Ultimately, the law and legal support systems must be sufficient to allow parties to assess and allocate risk. Components of this support system include the legal community’s ability to understand and apply legal principles in the contract drafting and dispute-resolution phases; sufficient information that allows for an informed assessment of risks and obligations; the judiciary’s ability to resolve disputes; the existence of alternative dispute-resolution systems; civil society and the State’s roles in supporting and regulating the commercial sector; and the commercial sector’s willingness to seek legal advice.
Against a backdrop of State support for the needs of commerce, three distinct sectors are needed: a strong, responsible practicing bar; a commercial sector that is at least minimally knowledgeable in legal principles; and civil society support systems.
Though the written law on contracts (the Law of Obligations in the 1960 Civil Code) in Ethiopia is comprehensive and reasonably well thought out, most of the other components critical to an efficient culture of commercial contracts are either nonexistent or seriously underdeveloped.

• What is required: Extend the passage on legal support systems for commercial contracts in Ethiopia by writing what comes after its last sentence.

• Exercise data:
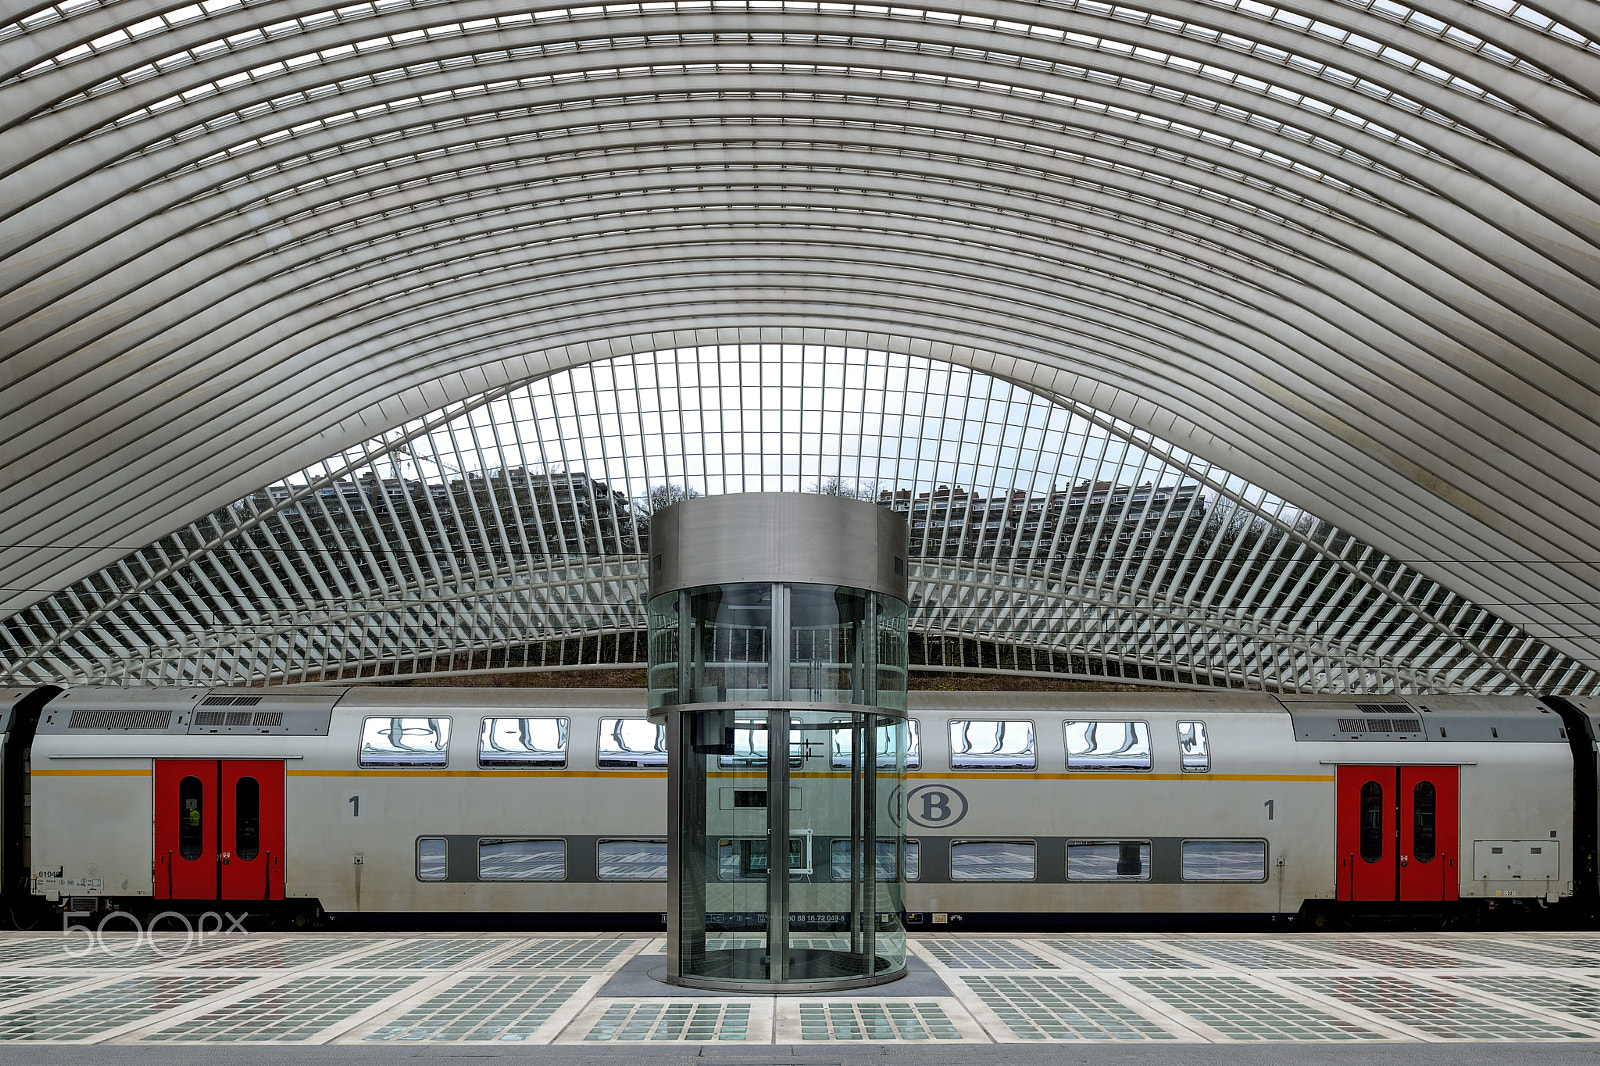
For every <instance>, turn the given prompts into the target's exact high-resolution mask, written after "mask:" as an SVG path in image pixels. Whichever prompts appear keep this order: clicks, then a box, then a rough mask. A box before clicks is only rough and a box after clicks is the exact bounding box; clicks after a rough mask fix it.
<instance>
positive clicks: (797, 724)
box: [650, 583, 909, 991]
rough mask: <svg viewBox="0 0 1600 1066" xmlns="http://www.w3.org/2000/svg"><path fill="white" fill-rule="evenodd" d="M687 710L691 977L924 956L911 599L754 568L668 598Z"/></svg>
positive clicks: (676, 917) (746, 985) (673, 653)
mask: <svg viewBox="0 0 1600 1066" xmlns="http://www.w3.org/2000/svg"><path fill="white" fill-rule="evenodd" d="M650 623H651V632H650V650H651V658H650V704H651V714H653V715H654V717H658V720H661V719H662V717H666V719H667V720H669V722H670V725H669V727H667V728H669V733H670V741H669V746H670V749H672V775H670V776H672V781H670V787H672V789H674V797H672V799H674V842H675V845H677V863H675V868H674V871H672V872H670V880H672V888H674V911H672V914H674V917H675V924H674V925H672V928H670V930H669V935H670V936H672V938H674V944H672V951H670V956H672V964H670V967H669V970H670V976H672V980H675V981H680V983H685V984H709V986H762V988H770V986H773V984H781V986H786V988H790V989H797V991H798V989H806V988H848V986H851V984H869V983H877V981H883V980H891V978H894V976H899V975H901V973H904V968H906V928H904V922H902V914H904V882H906V868H907V855H906V839H904V832H902V828H901V824H899V820H898V818H896V816H894V812H893V810H891V805H893V804H894V802H896V800H898V797H899V794H901V786H902V783H904V775H906V754H907V744H909V736H907V722H906V717H904V709H906V603H904V600H898V599H894V597H891V595H885V594H878V592H870V591H862V589H851V587H843V586H832V584H794V583H738V584H723V586H699V587H691V589H682V591H675V592H666V594H662V595H658V597H654V599H653V600H651V602H650Z"/></svg>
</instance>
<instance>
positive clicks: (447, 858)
mask: <svg viewBox="0 0 1600 1066" xmlns="http://www.w3.org/2000/svg"><path fill="white" fill-rule="evenodd" d="M448 853H450V852H448V845H446V842H445V837H418V839H416V879H418V880H445V874H446V872H448V871H450V863H448V861H446V860H448Z"/></svg>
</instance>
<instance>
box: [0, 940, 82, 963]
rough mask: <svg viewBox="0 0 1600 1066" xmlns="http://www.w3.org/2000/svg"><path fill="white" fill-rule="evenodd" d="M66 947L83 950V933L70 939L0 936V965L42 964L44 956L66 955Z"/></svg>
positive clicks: (79, 950) (43, 961)
mask: <svg viewBox="0 0 1600 1066" xmlns="http://www.w3.org/2000/svg"><path fill="white" fill-rule="evenodd" d="M67 949H72V951H83V935H82V933H78V935H77V936H74V938H72V940H69V938H66V936H35V938H29V940H10V938H0V967H3V965H11V964H16V962H27V965H43V962H45V956H66V952H67Z"/></svg>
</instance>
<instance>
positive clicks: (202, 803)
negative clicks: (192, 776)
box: [178, 776, 205, 860]
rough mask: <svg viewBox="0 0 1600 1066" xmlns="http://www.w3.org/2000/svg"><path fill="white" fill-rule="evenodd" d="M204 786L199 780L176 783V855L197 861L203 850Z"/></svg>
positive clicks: (204, 789) (204, 843) (204, 806)
mask: <svg viewBox="0 0 1600 1066" xmlns="http://www.w3.org/2000/svg"><path fill="white" fill-rule="evenodd" d="M203 810H205V786H203V784H200V778H192V776H190V778H184V779H182V781H179V783H178V855H179V856H182V858H186V860H197V858H200V853H202V852H203V850H205V815H203V813H202V812H203Z"/></svg>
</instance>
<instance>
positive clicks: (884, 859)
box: [830, 837, 894, 880]
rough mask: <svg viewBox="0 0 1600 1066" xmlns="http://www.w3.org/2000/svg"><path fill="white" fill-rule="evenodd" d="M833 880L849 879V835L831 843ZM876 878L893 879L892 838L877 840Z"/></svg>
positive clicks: (844, 879)
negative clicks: (833, 878) (876, 861)
mask: <svg viewBox="0 0 1600 1066" xmlns="http://www.w3.org/2000/svg"><path fill="white" fill-rule="evenodd" d="M830 866H832V877H834V880H850V866H851V863H850V837H843V839H835V840H834V845H832V861H830ZM877 879H878V880H894V840H878V871H877Z"/></svg>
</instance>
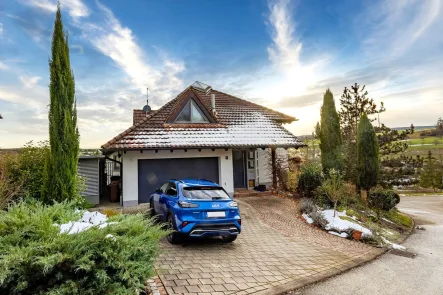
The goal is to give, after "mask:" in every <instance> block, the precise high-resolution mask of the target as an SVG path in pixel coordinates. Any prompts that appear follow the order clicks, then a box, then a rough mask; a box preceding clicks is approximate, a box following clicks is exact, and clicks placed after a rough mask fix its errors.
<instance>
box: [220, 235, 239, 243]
mask: <svg viewBox="0 0 443 295" xmlns="http://www.w3.org/2000/svg"><path fill="white" fill-rule="evenodd" d="M236 239H237V235H233V236H224V237H222V240H223V242H225V243H232V242H234V241H235V240H236Z"/></svg>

• Reply to the exercise:
Ethiopia’s traditional customary legal system is widely used by individuals and small commercial enterprises and is reported to be reasonably efficient. Individuals with commercial disputes often turn first to the customary system (usually the elders of a community or urban neighborhood), then to the courts only if the dispute cannot be resolved. Judges indicate that they review the findings of the elders as if they had come from a lower court. This state of affairs is not necessarily a barrier to the development of a domestic market system. It is, however, a system which will not be viable for business in the international market, and the dependence upon customary dispute resolution will need to be reduced by individuals wishing to enter the global marketplace.